* [Page excerpt]
-- START --

Whiteknight: Pending Branchwork

As I promised in my last post, I have several branches up in the air that need to be worked on. Some branches merged last week after the release. Others are pending to merge soon and some are still in development. In this post I’m going to give a short summary of these things, since I haven’t been posting regular updates like normal.

Already Merged

After the release last week I merged three small branches that brought small changes and appeared to test cleanly with NQP and Rakudo. In short, these were uncontroversial.

whiteknight/gh_675 named after the Github Issue of the same name, this branch removed the can vtable. In all cases in core and in external projects where I looked, the can vtable was simply a redirect to the find_method vtable and a check for null. There’s no need for this added indirection, we can call the find_method VTABLE directly from can opcode.
whiteknight/imcc_file_line This branch removed some very old, long-deprecated IMCC directives. The .line and .file directives were not poorly implemented (as far as IMCC goes) but they weren’t used and weren’t introspectable. The setline and setfile directives (yes, they are directives even though they looked like opcodes!) weren’t used anywhere and weren’t implemented well. I’ve removed all four. Now, we can use the .annotate directive to replace all of these and add other metadata besides in a way that is easy to introspect from within running bytecode.
whiteknight/remove_cmd_ops removed a few command-line arguments from the parrot executable which were non-functional. These arguments have been disconnected since the time of the IMCC API cleanups months ago, and nobody had even noticed. Now they’re gone.

Those things out of the way, here’s a list of some of the branches that are currently unmerged but may be merging soon.

`eval_pmc`

This is one of the most disruptive branches I’ve got going, which is why I’m in no hurry to merge it. Before I can merge it I need to patch both NQP and Rakudo. I submitted patches for these but they weren’t ready to apply and I have to go back and re-do them.

-- END --

* [Listed records]

-- START --

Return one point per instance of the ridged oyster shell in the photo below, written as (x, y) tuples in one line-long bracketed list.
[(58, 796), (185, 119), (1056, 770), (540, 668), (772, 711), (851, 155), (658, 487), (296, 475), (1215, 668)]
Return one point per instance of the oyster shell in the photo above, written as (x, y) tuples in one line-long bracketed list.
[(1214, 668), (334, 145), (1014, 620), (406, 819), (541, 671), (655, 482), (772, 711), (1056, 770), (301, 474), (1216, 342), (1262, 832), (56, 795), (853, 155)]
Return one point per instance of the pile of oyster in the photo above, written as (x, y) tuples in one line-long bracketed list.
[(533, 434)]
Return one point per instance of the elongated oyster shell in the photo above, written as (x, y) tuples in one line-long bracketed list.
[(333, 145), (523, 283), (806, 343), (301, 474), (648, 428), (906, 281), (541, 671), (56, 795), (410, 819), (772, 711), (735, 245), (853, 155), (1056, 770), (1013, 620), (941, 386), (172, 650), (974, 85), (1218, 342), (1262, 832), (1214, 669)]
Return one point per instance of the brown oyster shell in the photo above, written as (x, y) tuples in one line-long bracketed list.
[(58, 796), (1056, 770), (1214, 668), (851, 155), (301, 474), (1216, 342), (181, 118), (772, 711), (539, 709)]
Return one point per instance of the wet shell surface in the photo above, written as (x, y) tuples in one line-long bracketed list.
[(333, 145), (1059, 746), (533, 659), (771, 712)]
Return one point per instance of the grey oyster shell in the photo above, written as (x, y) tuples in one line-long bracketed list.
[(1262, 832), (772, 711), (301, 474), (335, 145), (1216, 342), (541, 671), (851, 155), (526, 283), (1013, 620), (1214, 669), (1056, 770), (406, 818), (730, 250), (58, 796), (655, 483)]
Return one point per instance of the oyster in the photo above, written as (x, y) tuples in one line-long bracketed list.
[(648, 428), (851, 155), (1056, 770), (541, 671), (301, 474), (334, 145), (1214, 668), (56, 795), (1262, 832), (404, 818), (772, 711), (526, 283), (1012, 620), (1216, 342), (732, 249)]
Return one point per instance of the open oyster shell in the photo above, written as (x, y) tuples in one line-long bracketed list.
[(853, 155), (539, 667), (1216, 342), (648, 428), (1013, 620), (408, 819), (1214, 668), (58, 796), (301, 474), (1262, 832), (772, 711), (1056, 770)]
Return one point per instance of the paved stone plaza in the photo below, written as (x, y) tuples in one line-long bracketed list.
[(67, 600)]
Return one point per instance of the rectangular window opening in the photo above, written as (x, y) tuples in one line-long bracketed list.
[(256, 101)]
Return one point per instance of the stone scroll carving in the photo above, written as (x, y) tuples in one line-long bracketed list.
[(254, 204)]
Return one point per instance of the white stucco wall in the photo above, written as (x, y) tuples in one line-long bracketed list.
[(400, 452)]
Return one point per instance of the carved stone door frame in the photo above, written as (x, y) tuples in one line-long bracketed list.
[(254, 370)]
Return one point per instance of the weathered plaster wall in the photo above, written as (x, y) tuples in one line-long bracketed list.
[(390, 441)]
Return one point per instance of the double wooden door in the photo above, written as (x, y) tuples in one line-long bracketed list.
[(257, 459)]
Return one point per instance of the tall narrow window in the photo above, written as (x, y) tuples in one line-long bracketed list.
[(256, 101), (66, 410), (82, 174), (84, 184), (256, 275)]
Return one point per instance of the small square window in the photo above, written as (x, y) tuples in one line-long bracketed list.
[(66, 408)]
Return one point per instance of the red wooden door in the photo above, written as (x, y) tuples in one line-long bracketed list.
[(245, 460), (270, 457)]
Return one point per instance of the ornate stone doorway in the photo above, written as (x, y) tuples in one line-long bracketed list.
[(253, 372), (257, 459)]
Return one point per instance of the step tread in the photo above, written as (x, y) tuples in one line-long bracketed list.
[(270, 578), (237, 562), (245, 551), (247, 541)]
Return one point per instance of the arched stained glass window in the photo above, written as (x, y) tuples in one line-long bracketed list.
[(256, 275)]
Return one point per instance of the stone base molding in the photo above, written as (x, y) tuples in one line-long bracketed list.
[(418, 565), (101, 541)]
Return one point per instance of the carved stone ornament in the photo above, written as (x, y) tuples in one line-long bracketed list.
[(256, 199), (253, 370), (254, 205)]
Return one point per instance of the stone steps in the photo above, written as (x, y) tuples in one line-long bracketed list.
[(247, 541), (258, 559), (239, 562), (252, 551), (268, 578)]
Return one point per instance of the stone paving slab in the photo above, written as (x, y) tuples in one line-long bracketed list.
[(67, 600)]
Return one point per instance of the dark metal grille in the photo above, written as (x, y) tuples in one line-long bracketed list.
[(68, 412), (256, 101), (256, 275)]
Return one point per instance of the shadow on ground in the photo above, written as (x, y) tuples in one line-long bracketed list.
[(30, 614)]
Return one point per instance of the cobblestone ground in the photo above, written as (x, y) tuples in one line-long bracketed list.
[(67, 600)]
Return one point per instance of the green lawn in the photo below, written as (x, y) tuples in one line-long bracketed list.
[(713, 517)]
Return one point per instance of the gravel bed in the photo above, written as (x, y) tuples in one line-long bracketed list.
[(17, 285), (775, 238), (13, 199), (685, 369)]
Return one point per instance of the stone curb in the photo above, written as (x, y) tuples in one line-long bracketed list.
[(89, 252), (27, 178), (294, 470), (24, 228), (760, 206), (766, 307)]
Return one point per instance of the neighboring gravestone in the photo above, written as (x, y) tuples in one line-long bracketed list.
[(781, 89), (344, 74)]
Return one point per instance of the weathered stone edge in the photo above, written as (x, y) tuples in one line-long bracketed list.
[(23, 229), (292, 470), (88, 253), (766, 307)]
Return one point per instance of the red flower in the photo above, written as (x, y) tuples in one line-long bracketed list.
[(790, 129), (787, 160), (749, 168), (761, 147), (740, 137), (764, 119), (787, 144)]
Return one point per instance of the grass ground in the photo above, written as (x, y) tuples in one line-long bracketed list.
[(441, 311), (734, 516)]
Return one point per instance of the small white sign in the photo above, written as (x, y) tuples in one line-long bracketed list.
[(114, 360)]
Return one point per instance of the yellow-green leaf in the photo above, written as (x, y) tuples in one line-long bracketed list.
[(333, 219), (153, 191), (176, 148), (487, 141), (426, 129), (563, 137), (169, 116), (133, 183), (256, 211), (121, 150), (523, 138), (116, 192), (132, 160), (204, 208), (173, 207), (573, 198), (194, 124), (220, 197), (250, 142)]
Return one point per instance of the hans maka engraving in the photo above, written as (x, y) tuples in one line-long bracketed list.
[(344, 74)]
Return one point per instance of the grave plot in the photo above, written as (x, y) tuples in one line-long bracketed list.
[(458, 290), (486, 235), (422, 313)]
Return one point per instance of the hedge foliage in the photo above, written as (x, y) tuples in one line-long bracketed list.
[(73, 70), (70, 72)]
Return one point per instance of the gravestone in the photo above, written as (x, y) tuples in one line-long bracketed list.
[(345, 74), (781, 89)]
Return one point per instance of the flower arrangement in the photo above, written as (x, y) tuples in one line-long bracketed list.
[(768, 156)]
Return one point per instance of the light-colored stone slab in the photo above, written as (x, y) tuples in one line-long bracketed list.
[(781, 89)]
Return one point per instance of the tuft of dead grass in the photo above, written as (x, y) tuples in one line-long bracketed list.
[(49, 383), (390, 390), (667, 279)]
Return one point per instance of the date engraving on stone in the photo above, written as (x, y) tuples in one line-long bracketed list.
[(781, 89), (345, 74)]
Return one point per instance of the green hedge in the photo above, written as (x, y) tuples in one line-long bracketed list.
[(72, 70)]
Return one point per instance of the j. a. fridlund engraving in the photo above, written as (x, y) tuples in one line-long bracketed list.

-- END --

* [Requests]
1 > Print the stretch of the branchwork post from "whiteknight/remove_cmd_ops removed a" through "Now they’re gone." word for word.
2 > Scale the rows from their start through the line containing "475), (1215, 668)]", and give only those lines again, requests included. Multiply each coordinate in the answers by 0.25 and round to whole numbers, with halves rounding up.

* [Responses by task]
1 >
whiteknight/remove_cmd_ops removed a few command-line arguments from the parrot executable which were non-functional. These arguments have been disconnected since the time of the IMCC API cleanups months ago, and nobody had even noticed. Now they’re gone.

2 >
Return one point per instance of the ridged oyster shell in the photo below, written as (x, y) tuples in one line-long bracketed list.
[(15, 199), (46, 30), (264, 193), (135, 167), (193, 178), (213, 39), (165, 122), (74, 119), (304, 167)]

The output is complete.